__EXERCISE BRIEF__
Reproduce every one of the records below word for word, line by line.

__DATA ROWS__
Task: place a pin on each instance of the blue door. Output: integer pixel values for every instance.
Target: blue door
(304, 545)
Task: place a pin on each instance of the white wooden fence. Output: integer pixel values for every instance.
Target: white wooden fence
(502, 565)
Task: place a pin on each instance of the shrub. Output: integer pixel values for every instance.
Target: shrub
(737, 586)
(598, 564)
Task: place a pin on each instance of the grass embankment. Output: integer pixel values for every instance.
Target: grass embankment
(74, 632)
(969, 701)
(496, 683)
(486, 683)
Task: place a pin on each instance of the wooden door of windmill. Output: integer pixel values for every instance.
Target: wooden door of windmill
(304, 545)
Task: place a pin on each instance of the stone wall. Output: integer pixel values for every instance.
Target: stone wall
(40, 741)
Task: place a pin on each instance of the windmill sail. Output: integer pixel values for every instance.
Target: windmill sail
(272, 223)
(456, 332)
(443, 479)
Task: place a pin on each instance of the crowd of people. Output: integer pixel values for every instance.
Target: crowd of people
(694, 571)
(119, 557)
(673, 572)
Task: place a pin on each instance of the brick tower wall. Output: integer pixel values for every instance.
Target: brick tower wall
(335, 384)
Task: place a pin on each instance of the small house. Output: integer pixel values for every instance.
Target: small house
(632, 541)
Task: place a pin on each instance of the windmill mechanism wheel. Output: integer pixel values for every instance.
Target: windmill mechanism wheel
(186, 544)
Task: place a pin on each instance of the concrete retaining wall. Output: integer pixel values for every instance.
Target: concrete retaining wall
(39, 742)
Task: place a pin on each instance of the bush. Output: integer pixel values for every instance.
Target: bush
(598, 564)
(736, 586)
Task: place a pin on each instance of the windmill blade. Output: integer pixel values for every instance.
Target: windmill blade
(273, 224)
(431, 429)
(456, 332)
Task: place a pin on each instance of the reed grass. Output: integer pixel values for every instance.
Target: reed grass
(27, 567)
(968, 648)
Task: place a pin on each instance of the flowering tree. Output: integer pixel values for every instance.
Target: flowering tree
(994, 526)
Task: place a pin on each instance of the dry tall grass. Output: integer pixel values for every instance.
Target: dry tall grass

__THE REPLY__
Task: place a pin on each instance of the blue door. Output: integer pixel values for every instance.
Target: blue door
(304, 545)
Task: place a pin on each instance of the white wooden fence. Output: integer pixel values for every instance.
Target: white wooden fence
(502, 565)
Task: place a pin on each instance of the shrub. Output: integer pixel values for every instance.
Target: shrub
(737, 586)
(598, 564)
Task: place a pin on each instance of the grass embankment. Output: integer pixel values for every instance.
Target: grass embankment
(74, 632)
(969, 701)
(496, 683)
(486, 683)
Task: place a pin on each instance of the wooden door of windmill. Output: integer pixel values for every instance.
Target: wooden door of windmill
(304, 545)
Task: place a pin on each instance of the stone wall. Output: integer pixel values for every instance.
Target: stone wall
(40, 741)
Task: place a pin on each instance of the windmill sail. Output: integer pixel values for every instance.
Target: windmill sail
(272, 223)
(456, 332)
(443, 479)
Task: place a pin on each instance of the crowd of people. Output: integer pixel values for every instance.
Target: crowd of people
(694, 571)
(119, 557)
(673, 572)
Task: place a pin on each instance of the brick tower wall. Output: integer pixel values for every instance.
Target: brick tower wall
(335, 384)
Task: place a pin on each instance of the small house. Output: integer pixel values for every instance.
Target: small house
(632, 541)
Task: place a pin on each instance of the windmill mechanism wheel. Output: integer pixel values for every instance.
Target: windmill mechanism wheel
(186, 544)
Task: place a pin on each instance of the concrete retaining wall. Output: integer pixel values for every instance.
Target: concrete retaining wall
(39, 742)
Task: place a pin on each instance of the bush. Output: integer pixel values for every instance.
Target: bush
(598, 564)
(736, 586)
Task: place a pin on each instance of the windmill blade. Output: integer pixel values for every instance.
Target: windmill blade
(273, 224)
(431, 429)
(456, 332)
Task: place a pin on each instance of the reed grass. Output: integer pixel values for every instance.
Target: reed grass
(27, 567)
(968, 648)
Task: place a pin on each instance of the flowering tree. Output: integer pixel values for every instance.
Target: flowering tree
(994, 526)
Task: place a pin on each instance of the dry tall grass. Output: integer pixel values for every instance.
Target: dry tall grass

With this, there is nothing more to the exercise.